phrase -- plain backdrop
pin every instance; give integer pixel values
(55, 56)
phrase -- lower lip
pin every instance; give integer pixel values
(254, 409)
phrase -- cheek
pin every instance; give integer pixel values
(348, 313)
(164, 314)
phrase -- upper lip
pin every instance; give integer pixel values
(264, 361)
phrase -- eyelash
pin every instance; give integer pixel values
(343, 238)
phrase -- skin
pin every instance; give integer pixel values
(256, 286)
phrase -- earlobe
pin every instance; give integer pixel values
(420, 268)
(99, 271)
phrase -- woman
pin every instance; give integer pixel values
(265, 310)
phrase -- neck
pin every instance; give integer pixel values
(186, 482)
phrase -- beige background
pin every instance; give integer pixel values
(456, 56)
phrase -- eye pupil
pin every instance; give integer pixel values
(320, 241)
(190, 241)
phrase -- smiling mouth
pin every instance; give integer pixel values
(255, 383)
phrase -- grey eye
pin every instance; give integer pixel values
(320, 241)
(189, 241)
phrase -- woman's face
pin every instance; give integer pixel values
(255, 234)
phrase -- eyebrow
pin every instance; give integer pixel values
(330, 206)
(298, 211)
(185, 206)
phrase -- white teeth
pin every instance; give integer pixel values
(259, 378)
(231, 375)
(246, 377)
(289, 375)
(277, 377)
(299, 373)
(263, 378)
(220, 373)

= = = = = = =

* **Directions for this task**
Would you please write out the entire listing exactly?

* **Solution**
phrase -- plain backdrop
pin every instance; give integer pixel values
(55, 56)
phrase -- lower lip
pin every instance; give integer pixel values
(254, 409)
phrase -- cheek
pin every instance; give integer pixel values
(348, 313)
(164, 314)
phrase -- upper lip
pin every instance; give integer pixel values
(264, 361)
phrase -- eyelash
pin every instance; give integer pixel values
(343, 238)
phrase -- skin
pin every instance; give integer pixel values
(256, 286)
phrase -- earlobe
pin every instance; give integer pixel values
(420, 268)
(99, 271)
phrase -- woman
pin every instance; give integer pixel values
(265, 310)
phrase -- neck
pin every instance; give integer pixel values
(186, 482)
phrase -- beige background
pin every instance; give integer pixel values
(456, 56)
phrase -- eye pupil
pin every instance; give integer pixel values
(320, 241)
(190, 241)
phrase -- smiling mouth
pin every instance; give integer pixel values
(255, 383)
phrase -- grey eye
pin every instance; give integer pixel values
(320, 241)
(189, 241)
phrase -- woman's face
pin every instance; give integer pixel values
(255, 234)
phrase -- eyebrow
pin every instance; give integer pixel values
(330, 206)
(298, 211)
(185, 206)
phrase -- white teeth
pin every instance; give integer pixel values
(259, 378)
(231, 375)
(246, 377)
(289, 375)
(277, 377)
(299, 373)
(263, 378)
(220, 373)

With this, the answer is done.